[Given instruction] Count how many lines of the material below contain the string "grass", treating uppercase and lowercase as different. Reply with the number alone.

[Location labeling records]
.....

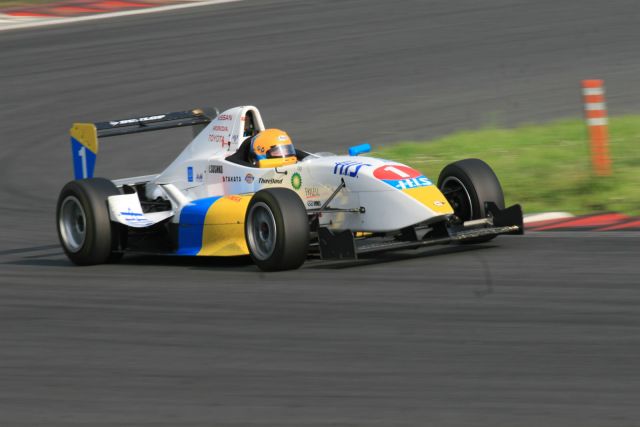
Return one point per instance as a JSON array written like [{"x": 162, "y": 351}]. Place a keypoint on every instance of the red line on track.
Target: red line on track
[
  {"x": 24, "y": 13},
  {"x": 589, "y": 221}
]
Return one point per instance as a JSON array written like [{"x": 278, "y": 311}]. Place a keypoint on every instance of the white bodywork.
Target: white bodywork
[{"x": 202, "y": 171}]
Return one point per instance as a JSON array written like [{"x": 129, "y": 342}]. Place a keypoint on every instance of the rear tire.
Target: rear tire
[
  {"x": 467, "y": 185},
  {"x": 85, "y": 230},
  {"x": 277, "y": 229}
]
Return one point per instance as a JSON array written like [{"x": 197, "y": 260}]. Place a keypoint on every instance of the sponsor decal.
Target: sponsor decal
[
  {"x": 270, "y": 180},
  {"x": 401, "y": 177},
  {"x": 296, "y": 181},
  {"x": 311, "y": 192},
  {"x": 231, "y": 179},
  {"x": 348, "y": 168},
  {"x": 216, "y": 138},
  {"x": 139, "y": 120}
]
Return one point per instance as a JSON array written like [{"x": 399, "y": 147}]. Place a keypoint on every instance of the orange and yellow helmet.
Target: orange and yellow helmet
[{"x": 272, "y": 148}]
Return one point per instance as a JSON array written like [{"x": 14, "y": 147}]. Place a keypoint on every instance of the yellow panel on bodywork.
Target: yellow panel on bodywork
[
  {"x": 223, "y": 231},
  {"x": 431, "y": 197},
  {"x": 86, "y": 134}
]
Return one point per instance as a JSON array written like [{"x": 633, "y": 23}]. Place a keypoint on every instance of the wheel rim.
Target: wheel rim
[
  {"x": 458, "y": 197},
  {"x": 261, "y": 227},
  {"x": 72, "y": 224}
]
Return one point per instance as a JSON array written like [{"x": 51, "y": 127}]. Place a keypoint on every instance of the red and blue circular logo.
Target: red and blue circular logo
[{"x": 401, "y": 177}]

.....

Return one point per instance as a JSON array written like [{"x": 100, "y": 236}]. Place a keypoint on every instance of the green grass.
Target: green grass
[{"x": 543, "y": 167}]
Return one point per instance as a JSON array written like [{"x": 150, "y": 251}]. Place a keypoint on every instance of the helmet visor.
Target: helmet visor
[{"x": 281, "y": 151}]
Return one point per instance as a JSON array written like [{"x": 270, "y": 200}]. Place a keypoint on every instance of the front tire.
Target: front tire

.....

[Answer to the exercise] 2